MATERIAL PROVIDED:

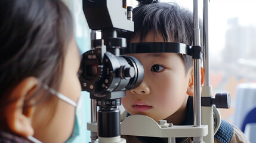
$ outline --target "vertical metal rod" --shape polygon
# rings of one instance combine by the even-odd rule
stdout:
[[[97,122],[97,105],[96,100],[91,100],[91,122]]]
[[[203,0],[203,85],[210,85],[209,58],[209,32],[208,32],[208,1]]]
[[[92,47],[92,40],[96,39],[96,32],[91,30],[91,49]],[[97,123],[97,101],[91,99],[91,122]],[[91,132],[91,142],[94,143],[98,138],[97,132]]]
[[[198,1],[194,0],[194,46],[201,46]],[[201,126],[201,59],[194,59],[194,126]],[[203,137],[193,138],[193,142],[203,142]]]
[[[194,125],[201,126],[201,60],[194,60]]]
[[[202,97],[212,97],[212,88],[209,80],[209,33],[208,33],[208,3],[203,0],[203,86],[202,87]],[[202,124],[208,126],[208,134],[203,137],[205,142],[214,142],[213,107],[202,107]]]
[[[168,138],[168,143],[176,143],[175,138]]]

WORK TO COMPLETE:
Quote the entire listing above verbatim, leaving out the picture.

COMPLETED TASK:
$ outline --target "vertical metal rod" --shape polygon
# rings of one instance combine by the even-odd rule
stdout:
[[[97,122],[97,105],[96,100],[91,100],[91,122]]]
[[[203,0],[203,85],[210,85],[209,58],[209,32],[208,32],[208,1]]]
[[[92,47],[92,40],[96,39],[96,32],[91,30],[91,49]],[[97,123],[97,101],[91,99],[91,122]],[[91,132],[91,142],[94,143],[98,138],[97,132]]]
[[[198,1],[194,0],[194,46],[201,46]],[[201,126],[201,59],[194,59],[194,126]],[[203,137],[193,138],[193,142],[203,142]]]
[[[194,125],[201,126],[201,60],[194,60]]]
[[[202,97],[212,97],[212,88],[209,80],[209,33],[208,33],[208,3],[203,0],[203,86],[202,87]],[[202,124],[208,126],[208,134],[203,137],[205,142],[214,142],[213,107],[202,107]]]
[[[168,138],[168,143],[176,143],[175,138]]]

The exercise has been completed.